### Selected extract
^^^^

Our fight against Pathways continues. The closer we get to the implementation of Pathways, the greater has become the opposition to this meretricious overhaul of the largest urban university in the nation. Under the guise of concern for our students, the Board will foist on the University a hodgepodge of courses and requirements that have no resemblance to a coherent, truly transferable degree program. Pathways will produce liberal arts degrees without study of history, without a second language, without laboratory experience. I ask those who [voice] support [for] Pathways, or who do not yet oppose it: “Would you send your children to a college whose academic program resembled Pathways?”
Pathways is especially dangerous to community colleges. It ignores the mission of community colleges to provide access and support to students not yet ready for the senior colleges. While providing a “pathway” to early transfer out of the community colleges for the better-prepared students, Pathways has stripped away additional class hours for students requiring developmental work. Pathways will cause the community colleges to empty out, not with graduates, but with transferees and dropouts. The full transfer function of the community colleges is being replaced by the promotion of training for narrowly defined occupations whose prospects are, at best, speculative.
The Wrong Path
Pathways (like the lamentable CUNYfirst) is a business model, not an academic model. Where in Pathways is there any sense of education for citizenship? For equal standing of all? For the sharing of a common core not only of skills, but of knowledge? There are some truly objectionable assumptions embedded in Pathways – for example, that our students are disinterested or undeserving of educational options.
CUNY students deserve a transferable degree. They also need a degree that articulates widely and provides access to masters and doctoral programs. Yet last year when members of the Council of Faculty Governance Leaders told Chancellor Matthew Goldstein that Pathways science courses would not be transferable to many colleges outside of CUNY, his response was that the inability of these courses to transfer was perhaps not such a bad thing, since it would discourage these students from leaving CUNY.

^^^^

### Listed records
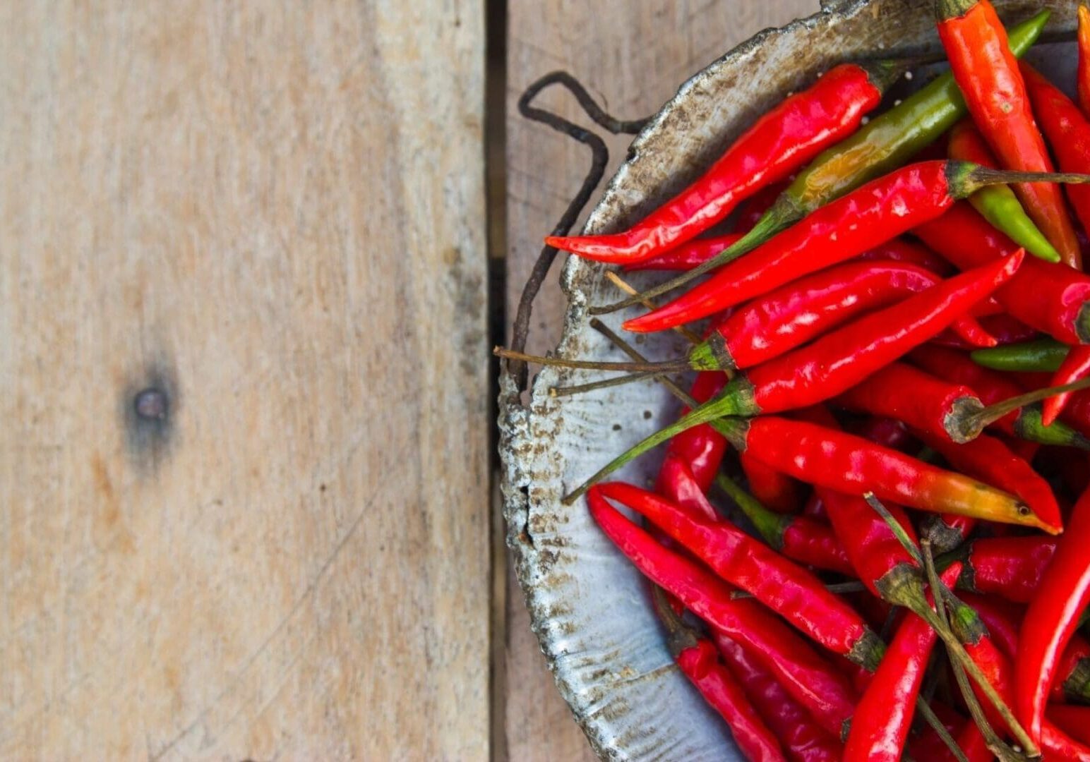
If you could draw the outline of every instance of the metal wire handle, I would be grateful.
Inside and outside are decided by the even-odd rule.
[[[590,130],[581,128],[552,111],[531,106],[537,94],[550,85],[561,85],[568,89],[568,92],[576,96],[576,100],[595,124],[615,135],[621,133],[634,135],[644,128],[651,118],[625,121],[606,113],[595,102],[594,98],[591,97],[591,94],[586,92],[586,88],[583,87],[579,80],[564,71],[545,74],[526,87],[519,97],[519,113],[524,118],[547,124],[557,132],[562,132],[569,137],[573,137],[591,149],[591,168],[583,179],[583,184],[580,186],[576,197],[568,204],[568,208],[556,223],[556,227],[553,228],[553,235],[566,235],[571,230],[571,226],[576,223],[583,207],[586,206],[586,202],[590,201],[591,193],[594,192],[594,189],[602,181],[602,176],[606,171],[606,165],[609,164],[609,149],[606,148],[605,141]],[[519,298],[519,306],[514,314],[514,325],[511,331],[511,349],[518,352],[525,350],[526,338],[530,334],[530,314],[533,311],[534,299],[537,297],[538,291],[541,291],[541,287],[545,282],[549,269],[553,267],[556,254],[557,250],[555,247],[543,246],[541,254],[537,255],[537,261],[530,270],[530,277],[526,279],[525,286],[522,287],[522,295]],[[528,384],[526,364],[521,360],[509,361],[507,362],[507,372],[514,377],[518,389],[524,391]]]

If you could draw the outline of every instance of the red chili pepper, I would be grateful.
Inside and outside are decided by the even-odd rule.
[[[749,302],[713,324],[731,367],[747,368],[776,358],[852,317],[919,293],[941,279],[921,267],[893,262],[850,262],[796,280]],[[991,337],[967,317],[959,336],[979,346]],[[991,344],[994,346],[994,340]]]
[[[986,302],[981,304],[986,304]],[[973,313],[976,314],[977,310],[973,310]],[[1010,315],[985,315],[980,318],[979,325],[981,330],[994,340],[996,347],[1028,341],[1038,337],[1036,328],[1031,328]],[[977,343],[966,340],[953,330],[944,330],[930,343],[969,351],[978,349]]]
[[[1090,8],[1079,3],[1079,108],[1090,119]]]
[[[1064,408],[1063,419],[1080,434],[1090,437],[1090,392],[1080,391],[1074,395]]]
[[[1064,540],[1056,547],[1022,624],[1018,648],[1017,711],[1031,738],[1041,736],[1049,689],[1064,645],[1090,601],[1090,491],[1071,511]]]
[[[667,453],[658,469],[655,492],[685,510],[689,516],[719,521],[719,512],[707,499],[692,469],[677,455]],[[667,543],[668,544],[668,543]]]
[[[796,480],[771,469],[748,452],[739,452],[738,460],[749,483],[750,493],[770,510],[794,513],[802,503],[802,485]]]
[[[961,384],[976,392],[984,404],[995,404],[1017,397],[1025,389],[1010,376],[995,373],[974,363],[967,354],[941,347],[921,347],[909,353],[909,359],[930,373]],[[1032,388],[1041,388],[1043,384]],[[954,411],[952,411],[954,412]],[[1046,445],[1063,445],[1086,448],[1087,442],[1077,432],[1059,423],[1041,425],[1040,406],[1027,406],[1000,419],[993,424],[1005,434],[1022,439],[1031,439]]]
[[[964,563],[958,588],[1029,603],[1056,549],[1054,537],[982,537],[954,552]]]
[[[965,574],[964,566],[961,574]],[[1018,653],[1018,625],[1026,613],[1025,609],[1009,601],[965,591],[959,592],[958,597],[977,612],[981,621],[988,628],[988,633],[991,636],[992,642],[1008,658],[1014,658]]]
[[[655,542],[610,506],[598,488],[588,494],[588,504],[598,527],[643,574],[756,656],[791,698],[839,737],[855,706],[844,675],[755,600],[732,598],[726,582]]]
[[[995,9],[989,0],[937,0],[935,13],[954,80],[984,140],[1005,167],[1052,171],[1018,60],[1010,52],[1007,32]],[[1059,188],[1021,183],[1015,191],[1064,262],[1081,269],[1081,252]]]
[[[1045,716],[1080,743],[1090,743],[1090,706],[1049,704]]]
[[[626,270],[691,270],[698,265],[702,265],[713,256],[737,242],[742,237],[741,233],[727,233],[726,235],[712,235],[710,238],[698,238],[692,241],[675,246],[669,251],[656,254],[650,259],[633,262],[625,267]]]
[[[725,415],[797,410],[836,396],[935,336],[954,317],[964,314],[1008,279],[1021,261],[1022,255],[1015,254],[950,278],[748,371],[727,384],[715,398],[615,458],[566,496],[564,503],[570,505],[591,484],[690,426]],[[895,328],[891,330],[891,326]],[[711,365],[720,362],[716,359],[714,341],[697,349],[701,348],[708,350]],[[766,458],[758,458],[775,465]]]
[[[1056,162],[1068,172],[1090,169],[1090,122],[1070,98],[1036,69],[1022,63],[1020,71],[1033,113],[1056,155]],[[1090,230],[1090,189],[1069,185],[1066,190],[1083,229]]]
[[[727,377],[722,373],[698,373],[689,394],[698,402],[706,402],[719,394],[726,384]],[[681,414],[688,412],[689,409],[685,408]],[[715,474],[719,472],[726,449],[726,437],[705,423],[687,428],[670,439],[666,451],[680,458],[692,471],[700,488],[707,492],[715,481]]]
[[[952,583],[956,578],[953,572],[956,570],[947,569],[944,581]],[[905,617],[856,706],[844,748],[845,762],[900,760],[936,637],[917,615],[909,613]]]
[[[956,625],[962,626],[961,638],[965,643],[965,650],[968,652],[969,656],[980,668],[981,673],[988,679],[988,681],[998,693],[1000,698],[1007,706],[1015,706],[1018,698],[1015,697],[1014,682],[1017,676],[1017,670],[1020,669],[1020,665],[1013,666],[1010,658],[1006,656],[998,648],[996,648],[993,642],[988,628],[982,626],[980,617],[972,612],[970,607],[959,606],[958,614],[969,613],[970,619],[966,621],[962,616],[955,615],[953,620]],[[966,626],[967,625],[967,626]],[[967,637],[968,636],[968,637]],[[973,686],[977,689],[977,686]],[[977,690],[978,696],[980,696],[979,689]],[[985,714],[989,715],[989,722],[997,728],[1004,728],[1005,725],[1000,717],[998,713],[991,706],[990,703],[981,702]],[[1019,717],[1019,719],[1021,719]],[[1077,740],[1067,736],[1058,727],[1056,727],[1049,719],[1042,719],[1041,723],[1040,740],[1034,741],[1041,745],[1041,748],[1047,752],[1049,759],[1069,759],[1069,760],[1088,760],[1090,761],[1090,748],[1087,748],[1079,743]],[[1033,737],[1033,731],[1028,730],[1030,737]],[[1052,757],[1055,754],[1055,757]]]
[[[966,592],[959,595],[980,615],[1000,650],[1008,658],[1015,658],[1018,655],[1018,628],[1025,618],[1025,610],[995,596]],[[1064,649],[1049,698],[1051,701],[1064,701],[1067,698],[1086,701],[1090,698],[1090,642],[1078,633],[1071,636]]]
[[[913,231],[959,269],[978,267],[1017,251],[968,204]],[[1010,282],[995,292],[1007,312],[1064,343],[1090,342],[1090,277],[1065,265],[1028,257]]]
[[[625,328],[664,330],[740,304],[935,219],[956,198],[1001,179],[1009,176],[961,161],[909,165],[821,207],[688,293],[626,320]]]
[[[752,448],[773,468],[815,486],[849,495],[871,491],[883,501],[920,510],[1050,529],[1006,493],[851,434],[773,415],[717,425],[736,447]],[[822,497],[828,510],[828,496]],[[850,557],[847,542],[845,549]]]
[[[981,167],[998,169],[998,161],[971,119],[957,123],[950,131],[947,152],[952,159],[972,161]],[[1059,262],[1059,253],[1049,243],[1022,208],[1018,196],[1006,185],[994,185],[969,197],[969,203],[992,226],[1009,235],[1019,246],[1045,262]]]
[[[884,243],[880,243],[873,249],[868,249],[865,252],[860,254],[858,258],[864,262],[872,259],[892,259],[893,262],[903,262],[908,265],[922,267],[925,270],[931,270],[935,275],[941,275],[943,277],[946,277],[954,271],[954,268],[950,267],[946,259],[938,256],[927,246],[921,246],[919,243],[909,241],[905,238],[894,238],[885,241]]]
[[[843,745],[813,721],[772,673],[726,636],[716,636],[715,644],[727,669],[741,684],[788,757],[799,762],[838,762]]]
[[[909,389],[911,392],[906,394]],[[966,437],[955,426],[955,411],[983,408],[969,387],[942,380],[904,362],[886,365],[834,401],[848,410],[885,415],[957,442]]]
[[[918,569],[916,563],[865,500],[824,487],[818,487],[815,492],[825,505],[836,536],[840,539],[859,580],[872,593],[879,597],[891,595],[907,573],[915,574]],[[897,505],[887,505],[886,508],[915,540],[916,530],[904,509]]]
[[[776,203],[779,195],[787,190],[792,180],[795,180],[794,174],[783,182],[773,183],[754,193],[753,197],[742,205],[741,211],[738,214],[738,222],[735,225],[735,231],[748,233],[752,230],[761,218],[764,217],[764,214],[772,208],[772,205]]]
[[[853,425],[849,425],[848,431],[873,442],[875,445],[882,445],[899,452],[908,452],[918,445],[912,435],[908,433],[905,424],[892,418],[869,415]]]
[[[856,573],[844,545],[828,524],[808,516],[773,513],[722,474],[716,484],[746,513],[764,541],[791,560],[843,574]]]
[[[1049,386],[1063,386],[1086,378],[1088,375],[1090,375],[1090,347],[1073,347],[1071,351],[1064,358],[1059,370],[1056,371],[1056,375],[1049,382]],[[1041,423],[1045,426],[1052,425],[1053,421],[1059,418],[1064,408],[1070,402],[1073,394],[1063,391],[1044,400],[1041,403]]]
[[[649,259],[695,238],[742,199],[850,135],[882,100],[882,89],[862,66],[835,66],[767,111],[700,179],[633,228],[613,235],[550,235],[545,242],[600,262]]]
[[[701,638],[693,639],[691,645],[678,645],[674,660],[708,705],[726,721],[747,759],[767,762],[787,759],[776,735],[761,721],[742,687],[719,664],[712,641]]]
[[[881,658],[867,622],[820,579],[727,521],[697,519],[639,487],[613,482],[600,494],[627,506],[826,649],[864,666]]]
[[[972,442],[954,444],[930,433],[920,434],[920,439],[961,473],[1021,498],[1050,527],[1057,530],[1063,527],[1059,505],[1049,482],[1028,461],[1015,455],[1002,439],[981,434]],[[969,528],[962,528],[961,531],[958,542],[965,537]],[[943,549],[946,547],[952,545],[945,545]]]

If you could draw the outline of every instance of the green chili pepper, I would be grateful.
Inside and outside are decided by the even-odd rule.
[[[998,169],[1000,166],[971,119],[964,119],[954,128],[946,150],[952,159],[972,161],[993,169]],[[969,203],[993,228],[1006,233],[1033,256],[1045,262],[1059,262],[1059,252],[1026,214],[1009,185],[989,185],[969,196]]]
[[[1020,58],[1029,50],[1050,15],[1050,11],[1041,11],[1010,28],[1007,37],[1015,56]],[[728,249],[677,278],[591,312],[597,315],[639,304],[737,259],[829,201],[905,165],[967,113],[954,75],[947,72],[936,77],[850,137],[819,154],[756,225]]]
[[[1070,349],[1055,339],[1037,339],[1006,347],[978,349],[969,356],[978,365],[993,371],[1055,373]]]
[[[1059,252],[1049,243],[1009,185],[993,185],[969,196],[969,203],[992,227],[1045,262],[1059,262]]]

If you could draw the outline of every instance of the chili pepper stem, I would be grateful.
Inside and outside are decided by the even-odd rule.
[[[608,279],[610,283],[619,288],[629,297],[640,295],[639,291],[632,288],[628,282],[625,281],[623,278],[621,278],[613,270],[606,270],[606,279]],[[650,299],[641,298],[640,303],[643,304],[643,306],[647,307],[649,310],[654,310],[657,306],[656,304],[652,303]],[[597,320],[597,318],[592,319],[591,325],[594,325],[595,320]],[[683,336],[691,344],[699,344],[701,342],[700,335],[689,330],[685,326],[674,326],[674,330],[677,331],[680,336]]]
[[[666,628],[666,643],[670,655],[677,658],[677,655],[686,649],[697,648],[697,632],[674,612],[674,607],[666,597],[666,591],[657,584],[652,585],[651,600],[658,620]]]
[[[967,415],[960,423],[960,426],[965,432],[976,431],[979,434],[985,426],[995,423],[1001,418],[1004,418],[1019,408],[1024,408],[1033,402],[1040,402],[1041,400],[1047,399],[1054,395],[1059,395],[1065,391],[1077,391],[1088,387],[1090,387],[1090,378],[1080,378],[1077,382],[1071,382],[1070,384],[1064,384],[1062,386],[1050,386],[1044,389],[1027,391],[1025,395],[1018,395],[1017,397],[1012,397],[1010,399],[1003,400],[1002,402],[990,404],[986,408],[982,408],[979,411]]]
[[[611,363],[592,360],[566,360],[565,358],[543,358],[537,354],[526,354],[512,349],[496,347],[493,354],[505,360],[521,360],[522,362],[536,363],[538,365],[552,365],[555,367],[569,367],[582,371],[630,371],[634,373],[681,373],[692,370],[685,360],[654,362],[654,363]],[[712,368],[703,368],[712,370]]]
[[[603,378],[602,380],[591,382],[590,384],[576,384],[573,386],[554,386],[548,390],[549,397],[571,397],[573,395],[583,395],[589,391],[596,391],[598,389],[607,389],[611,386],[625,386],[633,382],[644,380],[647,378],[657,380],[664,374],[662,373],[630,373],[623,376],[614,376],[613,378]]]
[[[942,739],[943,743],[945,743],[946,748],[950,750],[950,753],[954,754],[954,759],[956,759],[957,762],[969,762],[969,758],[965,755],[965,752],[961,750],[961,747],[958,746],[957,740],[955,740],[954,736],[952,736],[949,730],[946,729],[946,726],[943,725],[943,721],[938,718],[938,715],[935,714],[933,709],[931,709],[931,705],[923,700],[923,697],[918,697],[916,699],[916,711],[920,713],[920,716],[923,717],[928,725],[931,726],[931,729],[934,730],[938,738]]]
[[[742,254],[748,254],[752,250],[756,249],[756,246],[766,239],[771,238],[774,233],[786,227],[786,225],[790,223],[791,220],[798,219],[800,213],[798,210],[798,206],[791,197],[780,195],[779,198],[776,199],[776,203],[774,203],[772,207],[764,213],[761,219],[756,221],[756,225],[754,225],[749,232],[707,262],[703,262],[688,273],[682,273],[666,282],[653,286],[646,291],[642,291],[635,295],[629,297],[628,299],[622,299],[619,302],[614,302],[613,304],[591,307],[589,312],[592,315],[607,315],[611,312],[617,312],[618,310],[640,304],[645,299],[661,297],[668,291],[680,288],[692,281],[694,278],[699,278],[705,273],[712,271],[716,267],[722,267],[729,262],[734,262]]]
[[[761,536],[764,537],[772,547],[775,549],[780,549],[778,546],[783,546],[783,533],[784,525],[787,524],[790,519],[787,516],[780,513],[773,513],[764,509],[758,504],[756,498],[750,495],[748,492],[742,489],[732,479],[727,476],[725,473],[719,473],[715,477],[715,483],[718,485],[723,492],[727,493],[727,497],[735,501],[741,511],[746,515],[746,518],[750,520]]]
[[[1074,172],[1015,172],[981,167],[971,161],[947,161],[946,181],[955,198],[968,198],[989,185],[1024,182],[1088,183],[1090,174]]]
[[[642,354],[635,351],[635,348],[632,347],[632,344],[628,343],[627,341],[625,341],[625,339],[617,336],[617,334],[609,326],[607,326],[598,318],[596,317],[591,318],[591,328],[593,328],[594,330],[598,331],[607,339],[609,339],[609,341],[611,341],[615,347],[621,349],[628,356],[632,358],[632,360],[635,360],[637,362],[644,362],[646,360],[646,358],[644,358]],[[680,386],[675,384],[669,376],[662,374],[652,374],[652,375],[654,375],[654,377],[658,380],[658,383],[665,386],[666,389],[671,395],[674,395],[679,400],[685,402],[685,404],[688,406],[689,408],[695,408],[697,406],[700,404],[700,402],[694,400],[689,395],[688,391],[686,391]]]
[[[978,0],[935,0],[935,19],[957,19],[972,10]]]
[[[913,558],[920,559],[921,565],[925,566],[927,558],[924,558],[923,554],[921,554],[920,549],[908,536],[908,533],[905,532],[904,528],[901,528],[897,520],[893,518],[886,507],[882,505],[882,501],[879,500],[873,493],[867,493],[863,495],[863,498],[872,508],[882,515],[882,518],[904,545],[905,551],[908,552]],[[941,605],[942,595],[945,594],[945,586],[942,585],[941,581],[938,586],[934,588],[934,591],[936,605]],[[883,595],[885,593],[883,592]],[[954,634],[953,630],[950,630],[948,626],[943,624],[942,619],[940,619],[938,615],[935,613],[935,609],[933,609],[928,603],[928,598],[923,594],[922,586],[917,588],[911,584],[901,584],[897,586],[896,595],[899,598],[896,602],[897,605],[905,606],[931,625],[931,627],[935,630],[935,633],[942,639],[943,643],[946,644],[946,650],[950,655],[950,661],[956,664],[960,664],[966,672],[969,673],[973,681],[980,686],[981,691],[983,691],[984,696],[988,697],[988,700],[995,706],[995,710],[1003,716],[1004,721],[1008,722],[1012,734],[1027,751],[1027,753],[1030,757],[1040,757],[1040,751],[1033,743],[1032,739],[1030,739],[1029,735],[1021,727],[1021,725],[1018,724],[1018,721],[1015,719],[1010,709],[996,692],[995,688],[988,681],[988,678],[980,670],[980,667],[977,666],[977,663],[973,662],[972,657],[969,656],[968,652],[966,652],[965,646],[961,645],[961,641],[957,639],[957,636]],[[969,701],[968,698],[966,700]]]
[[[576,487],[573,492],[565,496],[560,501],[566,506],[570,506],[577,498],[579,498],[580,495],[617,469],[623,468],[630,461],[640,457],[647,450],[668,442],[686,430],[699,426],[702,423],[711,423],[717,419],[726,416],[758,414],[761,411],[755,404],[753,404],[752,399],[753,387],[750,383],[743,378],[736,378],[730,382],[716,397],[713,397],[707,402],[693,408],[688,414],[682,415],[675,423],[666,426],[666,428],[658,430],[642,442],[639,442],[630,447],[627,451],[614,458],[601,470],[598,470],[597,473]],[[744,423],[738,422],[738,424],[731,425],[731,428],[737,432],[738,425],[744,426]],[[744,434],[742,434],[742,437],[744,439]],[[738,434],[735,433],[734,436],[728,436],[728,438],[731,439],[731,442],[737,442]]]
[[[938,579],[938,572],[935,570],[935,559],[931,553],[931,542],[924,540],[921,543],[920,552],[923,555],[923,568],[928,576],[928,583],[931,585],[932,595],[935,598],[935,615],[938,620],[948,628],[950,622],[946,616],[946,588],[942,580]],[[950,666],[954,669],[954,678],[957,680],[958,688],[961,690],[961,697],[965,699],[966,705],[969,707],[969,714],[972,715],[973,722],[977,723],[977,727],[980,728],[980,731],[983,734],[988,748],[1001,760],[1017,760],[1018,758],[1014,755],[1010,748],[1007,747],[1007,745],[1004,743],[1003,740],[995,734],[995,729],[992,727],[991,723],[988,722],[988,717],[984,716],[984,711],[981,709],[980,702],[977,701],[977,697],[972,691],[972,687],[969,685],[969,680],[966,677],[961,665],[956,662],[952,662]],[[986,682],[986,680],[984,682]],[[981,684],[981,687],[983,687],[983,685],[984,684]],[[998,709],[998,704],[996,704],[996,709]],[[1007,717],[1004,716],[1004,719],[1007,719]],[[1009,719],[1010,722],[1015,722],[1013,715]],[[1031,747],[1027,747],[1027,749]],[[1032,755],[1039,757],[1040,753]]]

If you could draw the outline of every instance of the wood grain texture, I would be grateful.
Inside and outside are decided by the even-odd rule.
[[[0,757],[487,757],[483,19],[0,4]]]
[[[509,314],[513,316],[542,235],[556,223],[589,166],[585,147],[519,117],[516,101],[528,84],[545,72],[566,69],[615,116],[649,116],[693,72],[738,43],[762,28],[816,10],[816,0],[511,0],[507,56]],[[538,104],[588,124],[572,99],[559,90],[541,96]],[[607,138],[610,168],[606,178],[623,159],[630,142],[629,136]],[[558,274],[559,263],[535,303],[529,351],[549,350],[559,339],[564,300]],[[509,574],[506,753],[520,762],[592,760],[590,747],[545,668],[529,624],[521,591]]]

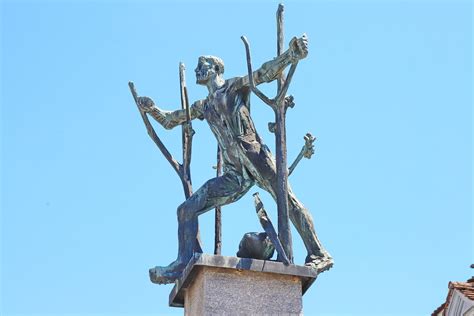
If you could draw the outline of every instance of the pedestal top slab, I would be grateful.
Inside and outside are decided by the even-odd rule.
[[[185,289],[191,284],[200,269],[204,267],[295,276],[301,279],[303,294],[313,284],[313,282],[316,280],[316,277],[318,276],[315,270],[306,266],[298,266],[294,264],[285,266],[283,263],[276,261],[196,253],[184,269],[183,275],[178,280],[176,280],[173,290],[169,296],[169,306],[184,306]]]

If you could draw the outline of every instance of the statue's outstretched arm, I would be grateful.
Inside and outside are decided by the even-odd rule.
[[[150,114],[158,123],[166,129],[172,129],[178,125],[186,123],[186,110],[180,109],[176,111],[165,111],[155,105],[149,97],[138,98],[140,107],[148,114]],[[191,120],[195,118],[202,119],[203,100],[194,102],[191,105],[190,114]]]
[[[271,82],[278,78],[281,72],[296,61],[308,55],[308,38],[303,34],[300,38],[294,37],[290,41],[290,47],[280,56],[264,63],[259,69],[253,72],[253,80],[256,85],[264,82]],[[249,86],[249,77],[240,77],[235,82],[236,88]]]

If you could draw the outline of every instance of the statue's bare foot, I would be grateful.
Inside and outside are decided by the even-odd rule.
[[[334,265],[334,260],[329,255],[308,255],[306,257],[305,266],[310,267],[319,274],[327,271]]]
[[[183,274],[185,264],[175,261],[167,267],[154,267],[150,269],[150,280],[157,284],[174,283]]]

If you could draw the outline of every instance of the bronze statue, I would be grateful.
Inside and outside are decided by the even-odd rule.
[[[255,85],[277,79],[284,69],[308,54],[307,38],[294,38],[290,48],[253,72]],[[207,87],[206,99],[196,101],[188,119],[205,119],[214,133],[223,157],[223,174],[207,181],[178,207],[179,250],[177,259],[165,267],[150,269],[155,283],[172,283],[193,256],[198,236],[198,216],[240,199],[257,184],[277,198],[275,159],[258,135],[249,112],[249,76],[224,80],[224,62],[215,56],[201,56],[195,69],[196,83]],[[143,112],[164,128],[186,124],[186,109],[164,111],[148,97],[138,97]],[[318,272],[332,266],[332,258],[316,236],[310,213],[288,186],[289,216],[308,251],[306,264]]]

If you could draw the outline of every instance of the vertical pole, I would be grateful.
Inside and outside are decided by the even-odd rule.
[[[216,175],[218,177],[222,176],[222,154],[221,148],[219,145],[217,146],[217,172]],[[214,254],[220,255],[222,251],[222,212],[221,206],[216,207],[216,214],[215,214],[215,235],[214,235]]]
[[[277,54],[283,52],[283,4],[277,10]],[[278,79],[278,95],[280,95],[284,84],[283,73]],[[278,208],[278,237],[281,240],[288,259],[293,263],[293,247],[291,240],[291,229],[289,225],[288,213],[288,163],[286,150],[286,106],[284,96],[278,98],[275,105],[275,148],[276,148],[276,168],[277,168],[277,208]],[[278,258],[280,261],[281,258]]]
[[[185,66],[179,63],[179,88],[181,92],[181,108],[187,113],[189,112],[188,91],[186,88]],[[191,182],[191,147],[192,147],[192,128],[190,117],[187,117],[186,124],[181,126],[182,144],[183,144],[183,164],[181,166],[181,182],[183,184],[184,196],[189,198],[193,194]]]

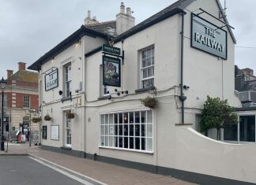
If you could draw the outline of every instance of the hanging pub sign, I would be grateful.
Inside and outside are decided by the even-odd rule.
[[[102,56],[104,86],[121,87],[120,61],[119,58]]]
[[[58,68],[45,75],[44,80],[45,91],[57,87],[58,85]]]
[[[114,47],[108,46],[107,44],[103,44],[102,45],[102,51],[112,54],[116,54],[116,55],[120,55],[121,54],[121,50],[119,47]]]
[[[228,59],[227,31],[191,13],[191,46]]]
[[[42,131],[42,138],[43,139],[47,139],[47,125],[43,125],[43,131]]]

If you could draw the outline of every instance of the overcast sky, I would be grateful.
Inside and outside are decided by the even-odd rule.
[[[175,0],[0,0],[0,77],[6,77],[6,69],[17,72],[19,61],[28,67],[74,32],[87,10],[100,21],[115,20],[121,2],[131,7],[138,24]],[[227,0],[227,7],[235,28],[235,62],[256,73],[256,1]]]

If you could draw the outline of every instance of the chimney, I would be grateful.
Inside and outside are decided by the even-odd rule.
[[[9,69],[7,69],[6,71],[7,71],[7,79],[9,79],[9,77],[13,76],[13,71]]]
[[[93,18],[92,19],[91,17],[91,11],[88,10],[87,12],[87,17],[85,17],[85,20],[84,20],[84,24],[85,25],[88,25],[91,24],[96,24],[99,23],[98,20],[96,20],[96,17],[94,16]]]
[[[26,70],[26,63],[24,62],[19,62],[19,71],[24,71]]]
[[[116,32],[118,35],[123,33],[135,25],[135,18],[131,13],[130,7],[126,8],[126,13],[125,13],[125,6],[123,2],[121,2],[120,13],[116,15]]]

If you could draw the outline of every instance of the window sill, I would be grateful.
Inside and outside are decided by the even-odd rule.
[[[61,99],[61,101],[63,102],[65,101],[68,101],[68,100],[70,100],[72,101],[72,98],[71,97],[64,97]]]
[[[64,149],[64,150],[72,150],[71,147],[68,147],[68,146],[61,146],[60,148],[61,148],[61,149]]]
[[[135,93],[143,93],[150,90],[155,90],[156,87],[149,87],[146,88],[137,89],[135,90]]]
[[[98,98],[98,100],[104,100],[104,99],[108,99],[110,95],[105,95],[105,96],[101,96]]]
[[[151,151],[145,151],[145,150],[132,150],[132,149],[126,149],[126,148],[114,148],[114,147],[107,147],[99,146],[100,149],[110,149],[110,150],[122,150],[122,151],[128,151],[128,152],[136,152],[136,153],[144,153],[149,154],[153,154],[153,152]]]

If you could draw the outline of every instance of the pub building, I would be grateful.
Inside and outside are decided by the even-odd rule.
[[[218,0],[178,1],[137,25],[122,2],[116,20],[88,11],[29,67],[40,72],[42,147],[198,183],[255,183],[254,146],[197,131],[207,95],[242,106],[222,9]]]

^^^^

Continue the essay against CUNY's Pathways above from the point where it stops.

Pathways will create an academic ghetto separating CUNY from SUNY and private-colleges. While taking to heart our responsibility to ensure our students the smoothest path to graduation, we must defend their right to a quality education that will have full standing at other colleges.
“Transfer” has always been a pretext for a master plan to curtail faculty authority over curriculum and effectively end faculty governance. Hostos Community College recently labored through a two-year accreditation-renewal process, based on many, many hours of inquiry and discussion from faculty, professional staff and administration. The recommendations/outcomes of this onerous-yet-fruitful process bear no resemblance whatsoever to the contorted profile of Pathways. So a vast amount of honest work in the accreditation process leading to a more effective community college is being replaced by an educational Walmart.
Stand for Change
We are all college graduates. We have a union contract, many of us have tenure; most critical of all, we have our professional integrity and consciences. I have faith (a faith based on experience and reason) that the contradictions of Pathways will become ever more apparent as Pathways becomes manifest, and that the clearly stated opposition of faculty will ultimately force a change. In the interim, a botched process is replacing the enthusiasm of innovation; enhanced collegiality forged by collaboration is being replaced with damaged relationships and compromised governance. It is our obligation to speak the truth and, by joining with others, to oppose, modify and ultimately reverse Pathways.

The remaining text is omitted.